The exercise
Retype the listing that follows, word for word.

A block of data
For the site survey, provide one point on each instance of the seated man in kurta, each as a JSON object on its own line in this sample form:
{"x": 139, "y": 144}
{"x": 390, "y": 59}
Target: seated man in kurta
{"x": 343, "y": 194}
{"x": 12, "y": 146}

Problem solution
For the site survey, provide one point on each instance of the seated man in kurta, each as a JSON object on its own line in this sample form:
{"x": 139, "y": 144}
{"x": 390, "y": 59}
Target: seated man in kurta
{"x": 343, "y": 194}
{"x": 12, "y": 146}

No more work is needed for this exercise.